• Supplied text:

Frameworks that use component rendering, fine-grained request lifecycles, or thread-local state (such as dynamic UI components or live-updating view systems) often need isolated execution domains. Using traditional global ThreadPoolExecutor instances can lead to:

  • state bleeding across requests,

  • mixed component registries,

  • concurrency bugs when a task intended for one context is executed in another,

  • performance degradation when slow tasks block high-priority ones.

This module solves these problems by binding pool managers to thread identity and propagating them through thread hierarchies, ensuring that each task belongs to the correct execution environment.

Typical Usage

def worker_entrypoint():
    # Initialize or reuse the thread's manager
    manager = get_or_create_thread_manager(id="render")

    # Start a dedicated thread pool for rendering tasks
    manager.start(max_workers=4, task_type="component_render")

    future = manager.submit_task(
        some_callable,
        task_type="component_render",
    )

• Requirements: Continue the thread pool manager documentation above, starting right after its last line.

• Records:
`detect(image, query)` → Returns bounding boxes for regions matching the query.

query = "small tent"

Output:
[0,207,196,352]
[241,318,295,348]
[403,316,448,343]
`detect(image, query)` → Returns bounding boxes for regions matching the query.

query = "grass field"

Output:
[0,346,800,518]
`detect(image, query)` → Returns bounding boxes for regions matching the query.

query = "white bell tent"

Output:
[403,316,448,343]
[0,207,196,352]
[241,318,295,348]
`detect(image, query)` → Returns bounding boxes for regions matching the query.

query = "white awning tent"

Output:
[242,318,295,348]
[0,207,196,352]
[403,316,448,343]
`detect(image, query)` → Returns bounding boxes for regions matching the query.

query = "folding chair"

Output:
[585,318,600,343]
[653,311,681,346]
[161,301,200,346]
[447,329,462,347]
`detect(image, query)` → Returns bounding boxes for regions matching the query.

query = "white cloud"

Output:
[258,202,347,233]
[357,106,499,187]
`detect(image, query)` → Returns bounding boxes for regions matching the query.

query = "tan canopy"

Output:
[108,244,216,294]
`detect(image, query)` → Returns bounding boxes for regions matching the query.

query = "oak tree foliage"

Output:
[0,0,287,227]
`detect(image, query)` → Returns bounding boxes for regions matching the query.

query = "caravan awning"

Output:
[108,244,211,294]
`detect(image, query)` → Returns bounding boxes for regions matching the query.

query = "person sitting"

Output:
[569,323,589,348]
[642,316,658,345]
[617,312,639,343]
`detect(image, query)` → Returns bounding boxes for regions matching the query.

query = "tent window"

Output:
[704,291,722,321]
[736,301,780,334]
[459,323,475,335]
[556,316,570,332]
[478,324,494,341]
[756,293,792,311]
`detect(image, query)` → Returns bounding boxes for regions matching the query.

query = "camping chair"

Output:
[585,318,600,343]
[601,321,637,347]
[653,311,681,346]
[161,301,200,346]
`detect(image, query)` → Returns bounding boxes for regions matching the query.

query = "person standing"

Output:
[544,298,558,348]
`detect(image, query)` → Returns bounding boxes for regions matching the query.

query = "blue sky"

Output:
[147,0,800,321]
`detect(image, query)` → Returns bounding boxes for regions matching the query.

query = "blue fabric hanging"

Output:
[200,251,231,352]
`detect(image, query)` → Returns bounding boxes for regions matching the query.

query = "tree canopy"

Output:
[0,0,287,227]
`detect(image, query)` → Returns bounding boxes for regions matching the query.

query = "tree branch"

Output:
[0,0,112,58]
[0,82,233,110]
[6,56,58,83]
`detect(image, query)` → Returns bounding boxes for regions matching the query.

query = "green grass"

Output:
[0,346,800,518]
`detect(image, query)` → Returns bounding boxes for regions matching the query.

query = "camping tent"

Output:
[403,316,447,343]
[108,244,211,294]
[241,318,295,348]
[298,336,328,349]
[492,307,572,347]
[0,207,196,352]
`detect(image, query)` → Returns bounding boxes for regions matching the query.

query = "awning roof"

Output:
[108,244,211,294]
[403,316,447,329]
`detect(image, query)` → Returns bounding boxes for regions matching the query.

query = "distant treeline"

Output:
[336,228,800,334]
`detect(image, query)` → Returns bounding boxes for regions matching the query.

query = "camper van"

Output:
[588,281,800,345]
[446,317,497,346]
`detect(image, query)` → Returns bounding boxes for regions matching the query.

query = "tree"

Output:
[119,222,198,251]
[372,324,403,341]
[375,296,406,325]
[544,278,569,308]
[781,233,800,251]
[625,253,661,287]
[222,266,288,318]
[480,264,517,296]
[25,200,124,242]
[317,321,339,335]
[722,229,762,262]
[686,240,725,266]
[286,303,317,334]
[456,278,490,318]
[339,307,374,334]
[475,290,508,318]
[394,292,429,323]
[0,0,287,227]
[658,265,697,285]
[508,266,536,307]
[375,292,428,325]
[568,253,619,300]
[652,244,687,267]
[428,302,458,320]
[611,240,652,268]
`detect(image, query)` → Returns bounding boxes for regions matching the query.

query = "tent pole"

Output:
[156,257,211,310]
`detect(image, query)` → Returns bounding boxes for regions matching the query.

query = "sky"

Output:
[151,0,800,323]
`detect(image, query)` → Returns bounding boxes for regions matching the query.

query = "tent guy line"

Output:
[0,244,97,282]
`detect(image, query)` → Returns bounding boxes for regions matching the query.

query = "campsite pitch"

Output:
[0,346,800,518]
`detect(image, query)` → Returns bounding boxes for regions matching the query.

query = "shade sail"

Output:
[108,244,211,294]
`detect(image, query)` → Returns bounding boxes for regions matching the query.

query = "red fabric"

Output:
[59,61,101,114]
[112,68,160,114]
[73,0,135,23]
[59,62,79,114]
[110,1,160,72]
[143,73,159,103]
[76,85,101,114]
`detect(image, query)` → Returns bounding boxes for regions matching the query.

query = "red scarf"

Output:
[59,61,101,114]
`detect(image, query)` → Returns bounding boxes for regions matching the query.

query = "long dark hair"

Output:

• Answer to the task:
    return future.result()

## Best Practices

- Always call `get_or_create_thread_manager()` *inside* worker threads, never
  in the main thread (unless global propagation is desired).
- Choose meaningful manager IDs to organize workloads (e.g., "io", "cpu",
  "request", "component-render").
- Use task-type protection to prevent misuse of specialized pools.
- Avoid accessing the internal `REGISTRY` directly; use the resolver instead.

This module is designed to be robust, extensible, and suitable for advanced
server architectures and dynamic component systems such as those in the Duck
Lively Component System.